— start —

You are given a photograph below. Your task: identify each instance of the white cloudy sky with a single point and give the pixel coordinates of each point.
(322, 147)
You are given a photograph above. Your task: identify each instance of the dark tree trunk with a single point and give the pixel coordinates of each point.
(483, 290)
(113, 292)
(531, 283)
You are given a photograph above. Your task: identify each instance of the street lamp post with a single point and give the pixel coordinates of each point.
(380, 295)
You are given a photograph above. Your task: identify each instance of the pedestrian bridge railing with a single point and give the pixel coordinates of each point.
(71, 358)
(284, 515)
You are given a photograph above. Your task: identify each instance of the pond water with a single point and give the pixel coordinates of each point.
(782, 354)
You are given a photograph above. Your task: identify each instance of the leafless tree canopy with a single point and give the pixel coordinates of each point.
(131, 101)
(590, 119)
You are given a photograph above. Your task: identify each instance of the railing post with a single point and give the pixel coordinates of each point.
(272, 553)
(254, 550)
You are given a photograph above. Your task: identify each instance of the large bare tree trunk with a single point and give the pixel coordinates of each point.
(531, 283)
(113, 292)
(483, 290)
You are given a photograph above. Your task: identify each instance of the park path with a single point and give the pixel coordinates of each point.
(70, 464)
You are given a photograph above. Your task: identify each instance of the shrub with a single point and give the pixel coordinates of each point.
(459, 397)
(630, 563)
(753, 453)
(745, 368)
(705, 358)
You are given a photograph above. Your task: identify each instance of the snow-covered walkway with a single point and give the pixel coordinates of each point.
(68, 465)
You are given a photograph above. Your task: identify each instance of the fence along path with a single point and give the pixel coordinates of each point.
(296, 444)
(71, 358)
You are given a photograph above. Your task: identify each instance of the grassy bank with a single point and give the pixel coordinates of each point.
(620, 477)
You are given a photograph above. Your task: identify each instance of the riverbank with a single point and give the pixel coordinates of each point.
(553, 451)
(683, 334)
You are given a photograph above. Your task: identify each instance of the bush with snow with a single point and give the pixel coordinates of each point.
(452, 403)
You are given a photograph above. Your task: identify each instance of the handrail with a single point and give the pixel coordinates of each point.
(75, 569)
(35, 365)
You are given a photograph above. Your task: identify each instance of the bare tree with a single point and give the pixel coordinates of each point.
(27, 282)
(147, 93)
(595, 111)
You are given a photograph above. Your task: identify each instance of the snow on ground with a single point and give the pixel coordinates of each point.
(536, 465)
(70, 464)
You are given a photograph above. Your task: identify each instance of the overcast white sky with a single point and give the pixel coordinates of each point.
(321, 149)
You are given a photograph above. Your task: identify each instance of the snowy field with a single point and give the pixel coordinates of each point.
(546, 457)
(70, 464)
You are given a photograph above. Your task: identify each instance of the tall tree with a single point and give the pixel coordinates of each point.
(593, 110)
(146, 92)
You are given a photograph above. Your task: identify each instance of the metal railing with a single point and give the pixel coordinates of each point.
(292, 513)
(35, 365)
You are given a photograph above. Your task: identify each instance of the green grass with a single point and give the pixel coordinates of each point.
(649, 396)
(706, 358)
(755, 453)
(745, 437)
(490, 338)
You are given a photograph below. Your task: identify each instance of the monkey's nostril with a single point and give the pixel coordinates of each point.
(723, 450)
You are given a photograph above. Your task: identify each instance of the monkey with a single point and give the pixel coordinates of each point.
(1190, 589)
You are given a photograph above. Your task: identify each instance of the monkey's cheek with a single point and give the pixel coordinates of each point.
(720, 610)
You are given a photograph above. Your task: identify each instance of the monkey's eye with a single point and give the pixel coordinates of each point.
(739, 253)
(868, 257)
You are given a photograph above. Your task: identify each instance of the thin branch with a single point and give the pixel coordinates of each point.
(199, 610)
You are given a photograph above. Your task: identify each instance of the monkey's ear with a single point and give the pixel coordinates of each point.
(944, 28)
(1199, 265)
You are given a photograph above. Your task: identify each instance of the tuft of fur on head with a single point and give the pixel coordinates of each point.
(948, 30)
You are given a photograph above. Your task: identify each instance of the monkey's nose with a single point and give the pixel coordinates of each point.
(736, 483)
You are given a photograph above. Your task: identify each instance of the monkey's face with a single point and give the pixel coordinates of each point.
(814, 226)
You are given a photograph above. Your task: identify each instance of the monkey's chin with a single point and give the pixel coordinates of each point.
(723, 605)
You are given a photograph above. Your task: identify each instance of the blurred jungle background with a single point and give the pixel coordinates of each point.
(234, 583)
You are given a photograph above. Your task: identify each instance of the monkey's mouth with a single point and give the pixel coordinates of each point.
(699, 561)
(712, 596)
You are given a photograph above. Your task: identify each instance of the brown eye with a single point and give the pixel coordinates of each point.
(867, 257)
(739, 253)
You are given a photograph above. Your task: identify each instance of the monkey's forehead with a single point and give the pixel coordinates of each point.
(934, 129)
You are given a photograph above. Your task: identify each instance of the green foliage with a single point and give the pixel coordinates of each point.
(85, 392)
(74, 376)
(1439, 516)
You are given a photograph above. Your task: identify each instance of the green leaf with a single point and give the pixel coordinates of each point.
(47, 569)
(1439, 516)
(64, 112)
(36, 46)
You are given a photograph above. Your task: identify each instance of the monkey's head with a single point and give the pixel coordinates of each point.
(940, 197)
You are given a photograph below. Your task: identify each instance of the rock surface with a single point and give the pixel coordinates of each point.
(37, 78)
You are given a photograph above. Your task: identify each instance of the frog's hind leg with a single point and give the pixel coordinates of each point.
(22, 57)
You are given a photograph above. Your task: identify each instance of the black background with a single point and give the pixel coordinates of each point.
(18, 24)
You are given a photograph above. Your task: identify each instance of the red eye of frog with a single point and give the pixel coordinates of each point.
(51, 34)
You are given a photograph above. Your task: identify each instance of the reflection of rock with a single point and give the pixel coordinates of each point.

— end —

# What you should do
Set all of the records down again, exactly as they stand.

# Solution to the exercise
You are given a photograph below. Your task: identify each instance of the white cloudy sky with a single point and give the pixel coordinates of each point.
(322, 147)
You are given a photograph above. Your task: identify each instance of the dark tree trunk with a single point and give the pixel coordinates of each point.
(483, 290)
(113, 292)
(531, 283)
You are given a photograph above. Your task: identify each instance of the street lamp post with a single point and give the pixel coordinates of each point.
(380, 295)
You are given a photograph above. Your task: identify each instance of the pedestrian bridge railing with a single point and give the pixel coordinates of each point.
(71, 358)
(284, 515)
You are given a photograph above. Your task: identify each instance of the pond water with a single point and give the pixel coordinates of each point.
(782, 354)
You are given a photograph above. Your task: identify each instance of the leafless tree canopy with a single point and give the pixel coordinates of each point.
(131, 101)
(590, 119)
You are given a photograph above. Your task: identify each instance of the railing post with a single point and give the pixel coordinates of each point.
(272, 553)
(254, 550)
You are given a photograph above. Your task: identify each instance of the large bare tree trunk with a single point and give the pixel coordinates of each point.
(531, 283)
(113, 292)
(483, 290)
You are given a photograph above. Your task: identify each instance of the park path with a single point and give the pixel coordinates of each point.
(70, 464)
You are given a photograph above. Your task: identify each instance of the shrub with a single point and give the pixel coordinates of each point.
(459, 397)
(630, 563)
(753, 453)
(745, 368)
(705, 358)
You are given a photograph above. Your task: identify each instance of the snow-covered walkway with a single point and give the pixel coordinates of each point.
(68, 465)
You are given a photograph above. Your task: identify each instance of the fence along path with a single point and give the pixel coordinates of each point.
(296, 444)
(71, 358)
You are given a photograph above. Your task: identify each instance of the grassy bank with a single point and give the pixel coordinates of each point.
(620, 477)
You are given a photograph above. Your task: identify each instance of the riverbank with a single point and give the pixel coordinates of each point.
(553, 451)
(683, 334)
You are given a photograph above. Your task: identify each instance of the bush with snow with a single point and give the pixel coordinates of each point.
(452, 403)
You are given a photograph above. Your task: identify each instance of the handrail with a single point and give the pixel coordinates of each point.
(75, 569)
(35, 365)
You are given a photograph above. Your task: identify each instance of the bare tree with a single point and give the pixel coordinates of each point.
(27, 282)
(147, 93)
(595, 111)
You are given a photograph above. Your task: identify each instance of the snow on ground with a single point and give the pixel coordinates of each point.
(536, 465)
(70, 464)
You are given a photograph above. Your task: identify each instance of the overcast white sky with a single point and give the pixel coordinates of each point.
(321, 149)
You are given a photograph above. Your task: identify each instance of the snowy field with a single point and give the pixel coordinates of each point.
(546, 457)
(70, 464)
You are given a photograph above. Your task: identify each instance of the tall tree with a single point and give the pixel coordinates of each point.
(593, 110)
(146, 92)
You are given a photograph above. Your task: identify each instance of the metal railing with a single point and give the pixel coordinates of each point.
(292, 513)
(35, 365)
You are given a photograph above. Your task: identify each instance of the green grass with a single point and give the pixel coordinates of each point.
(649, 396)
(706, 358)
(755, 453)
(745, 437)
(490, 338)
You are given a photograph below. Your task: identify each instance of the monkey's nostril with a single point and give the pixel coordinates of each point.
(723, 450)
You are given a photograph above. Your task: identify each instance of the monkey with a single point and give the pixel coordinates of each point.
(1190, 589)
You are given a photograph above. Your task: identify each instance of the monkey's cheek with a single point and give the pixel coordinates of each point.
(720, 610)
You are given a photograph above. Your task: identify each instance of the monkey's eye with a single point and give the pixel coordinates of each point.
(739, 253)
(868, 257)
You are given a photograph above. Your task: identify each instance of the thin branch with a single point and give the pixel coordinates of each point.
(199, 610)
You are given a photograph above. Your task: identify each instance of the monkey's ear with a single point and give the pixel coordinates of each point.
(944, 28)
(1199, 265)
You are given a photograph above. Your task: identify each instance of the tuft of fur on head with a single point and give the pixel coordinates of each point.
(948, 30)
You are given a photograph above. Your task: identify each instance of the monkey's nose with a single point and give the pixel coordinates of each point.
(736, 483)
You are given a photograph above. Your task: identify each instance of the monkey's face with a single point and give the pixel coordinates of each point.
(814, 226)
You are given a photograph above. Your task: identify each instance of the monkey's chin with a single point and give the pixel coordinates of each point.
(723, 605)
You are given a photograph above. Your task: identify each instance of the blurred jungle background with a single point and give the pixel coordinates of each point.
(234, 583)
You are given a photograph above. Your task: identify each instance of the monkey's mouth with a single point and give the pixel coordinates of each point.
(699, 561)
(712, 596)
You are given a photograph above. Your task: identify each instance of the brown eye with a single point and give the pixel coordinates of each point.
(867, 257)
(739, 253)
You are given a photograph above. Your task: identify each instance of the monkey's forehead with a single point and give the pixel coordinates of each point.
(934, 129)
You are given a photograph above. Your task: identify each instance of the green foliage with a single point and give the pixel coordinates of each point.
(85, 392)
(74, 376)
(1439, 516)
You are given a photograph above. Your task: identify each instance of the green leaf with a single point and give the pixel coordinates of each point.
(47, 569)
(1439, 516)
(64, 112)
(36, 46)
You are given a photograph above. Your task: identify each instance of the monkey's head with a single point and give the pixel coordinates of each point.
(940, 197)
You are given a photograph below. Your task: identify each instance of the rock surface with a single point and give the pixel coordinates of each point.
(37, 78)
You are given a photograph above. Your task: identify each instance of the frog's hind leg with a single point and give the pixel coordinates of each point.
(22, 57)
You are given a photograph above. Your task: identify each instance of the black background with a single point and give the pixel coordinates of each point.
(18, 24)
You are given a photograph above. Your task: identify each instance of the red eye of frog with a single point and give the pixel coordinates of each point.
(51, 34)
You are given a photograph above. Your task: identify each instance of the reflection of rock with a single point and give the pixel coordinates of each point.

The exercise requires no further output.